# ÜBUNGSTEXT:
::::::
14.1.2020

Gestern beim Zahnarzt: Ich hatte schon wieder vergessen, in welchem Ton die praktischen Mediziner mit ihren Kunden sprechen. Dem für Sprache Sensibilisierten kommt er unweigerlich sadistisch vor, dabei jedoch lustlos, beziehungsweise ultra aufgeklärt, unverblendet, rationalistisch, mega nüchtern: all soetwas kann freilich in kleiner Dosis erheiternd wirken — bis es einem dann tatsächlich schlecht geht und dann jemand in diesem Ton über einen selbst als Fall zu einem spricht. Kenne ich sonst nur von Anwälten. Wahrscheinlich kommt das von dem tiefen Einblick in den Zusammenhalt — Physis, Rechtsstaat. Machen wir uns keine Illusionen. In Wahrheit ist es doch so.

Denn es kann allzeit vorüber sein, und am Ende ist nichts: Roger Scrutons Tagebuch ist im Spectator veröffentlicht worden, das von Alan Bennett in der London Review of Books. Bennett lebt noch. Aber beide haben in ihren Tagebüchern des vergangenen Jahres 2019 ihre Bodychecks mit dem Tod festgehalten. Beides Mal kommt er plötzlich. Wie aus dem Nichts. Gerade hat Alan Bennett am 30. März noch über die Zeitschrift, die sein Mann herausgibt, nachgedacht, datiert der folgende Satz aus dem Juli. «A big hole in this year’s diary when in April I was found to need an open heart operation: leaking aorta, aneurysm and blocked artery. With no symptoms to speak of, it came as a complete surprise…» Bennett überlebt das Jahr («Blame the anaesthetic»). Die Zeitschrift heisst World of Interiors.
::::::
# INHALT DES DATENSATZES:
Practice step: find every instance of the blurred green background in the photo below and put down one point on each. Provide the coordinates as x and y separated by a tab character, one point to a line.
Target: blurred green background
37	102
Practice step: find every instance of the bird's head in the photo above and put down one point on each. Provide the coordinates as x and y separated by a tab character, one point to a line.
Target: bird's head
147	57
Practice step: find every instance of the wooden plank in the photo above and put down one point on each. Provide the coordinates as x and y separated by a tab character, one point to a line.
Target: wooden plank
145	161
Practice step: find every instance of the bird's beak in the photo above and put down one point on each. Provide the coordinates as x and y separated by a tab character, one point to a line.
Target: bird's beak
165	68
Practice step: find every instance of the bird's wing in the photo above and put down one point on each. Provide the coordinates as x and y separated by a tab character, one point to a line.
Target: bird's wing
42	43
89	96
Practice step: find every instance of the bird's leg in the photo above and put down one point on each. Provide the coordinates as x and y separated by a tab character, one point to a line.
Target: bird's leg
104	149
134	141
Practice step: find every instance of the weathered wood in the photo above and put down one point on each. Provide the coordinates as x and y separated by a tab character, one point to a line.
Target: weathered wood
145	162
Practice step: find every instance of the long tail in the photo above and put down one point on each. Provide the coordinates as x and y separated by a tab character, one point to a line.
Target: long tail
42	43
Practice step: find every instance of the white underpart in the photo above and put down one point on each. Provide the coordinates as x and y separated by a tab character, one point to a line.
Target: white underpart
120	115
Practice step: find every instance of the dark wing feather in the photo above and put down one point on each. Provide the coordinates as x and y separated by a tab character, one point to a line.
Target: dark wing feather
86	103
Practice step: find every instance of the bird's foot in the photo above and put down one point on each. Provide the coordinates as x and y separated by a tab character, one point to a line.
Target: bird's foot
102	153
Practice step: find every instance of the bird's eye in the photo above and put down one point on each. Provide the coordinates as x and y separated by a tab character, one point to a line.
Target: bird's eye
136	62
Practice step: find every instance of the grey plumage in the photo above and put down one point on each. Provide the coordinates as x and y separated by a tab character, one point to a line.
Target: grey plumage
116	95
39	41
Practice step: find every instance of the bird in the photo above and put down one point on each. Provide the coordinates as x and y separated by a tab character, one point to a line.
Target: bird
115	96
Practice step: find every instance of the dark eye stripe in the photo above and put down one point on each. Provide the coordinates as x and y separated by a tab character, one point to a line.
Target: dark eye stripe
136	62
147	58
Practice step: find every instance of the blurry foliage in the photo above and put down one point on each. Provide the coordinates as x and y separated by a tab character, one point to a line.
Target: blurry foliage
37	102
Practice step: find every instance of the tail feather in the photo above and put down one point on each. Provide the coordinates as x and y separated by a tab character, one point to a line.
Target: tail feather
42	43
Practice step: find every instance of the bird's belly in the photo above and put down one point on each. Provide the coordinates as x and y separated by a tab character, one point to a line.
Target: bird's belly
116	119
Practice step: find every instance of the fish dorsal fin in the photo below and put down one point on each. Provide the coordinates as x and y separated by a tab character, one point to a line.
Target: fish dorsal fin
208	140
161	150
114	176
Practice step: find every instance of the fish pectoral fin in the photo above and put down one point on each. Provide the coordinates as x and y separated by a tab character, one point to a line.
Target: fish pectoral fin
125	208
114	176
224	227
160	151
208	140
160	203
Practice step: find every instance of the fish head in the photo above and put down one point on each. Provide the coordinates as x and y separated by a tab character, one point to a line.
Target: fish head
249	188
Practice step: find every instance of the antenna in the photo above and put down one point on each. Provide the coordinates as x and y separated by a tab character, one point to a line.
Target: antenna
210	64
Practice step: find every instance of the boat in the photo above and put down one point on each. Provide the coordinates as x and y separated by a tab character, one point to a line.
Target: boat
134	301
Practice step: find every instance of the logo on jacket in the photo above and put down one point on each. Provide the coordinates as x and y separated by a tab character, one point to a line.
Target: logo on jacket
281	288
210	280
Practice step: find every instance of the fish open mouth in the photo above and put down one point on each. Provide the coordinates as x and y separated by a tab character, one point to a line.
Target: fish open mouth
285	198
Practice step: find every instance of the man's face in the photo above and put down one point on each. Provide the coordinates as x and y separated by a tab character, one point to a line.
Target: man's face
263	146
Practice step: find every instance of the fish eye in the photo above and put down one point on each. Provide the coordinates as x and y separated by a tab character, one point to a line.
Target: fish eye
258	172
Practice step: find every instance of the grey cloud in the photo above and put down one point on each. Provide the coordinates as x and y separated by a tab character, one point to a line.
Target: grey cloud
::::::
# AUFGABE:
Setze den Tagebuchtext über den Zahnarztbesuch und die Tagebücher von Roger Scruton und Alan Bennett im Anschluss an seinen letzten Satz fort. Die Einträge sind eigenständiges Material und gehören nicht zum Tagebuchtext.

# ANTWORT:
Roger Scruton, der vorgestern verstorben ist, will sich im September von seinem Rheumaspezialisten untersuchen lassen, sie plaudern über eine Rezension des Parsifals. Der Arzt rät zu einer Computertomografie, es übernimmt der Onkologe. Scruton schreibt ins Tagebuch «That week has been extended, but for how long? This question naturally dominates my life and the life of my family.»

In welchem Ton die Mediziner sich wohl ihre eigenen Diagnosen stellen? Mir fiel gestern der Anfang von The Emperor of all Maladies ein. Da wacht die Tumorspezialistin morgens auf mit einem neuen Gefühl im Kopf «and I knew something was terribly wrong.»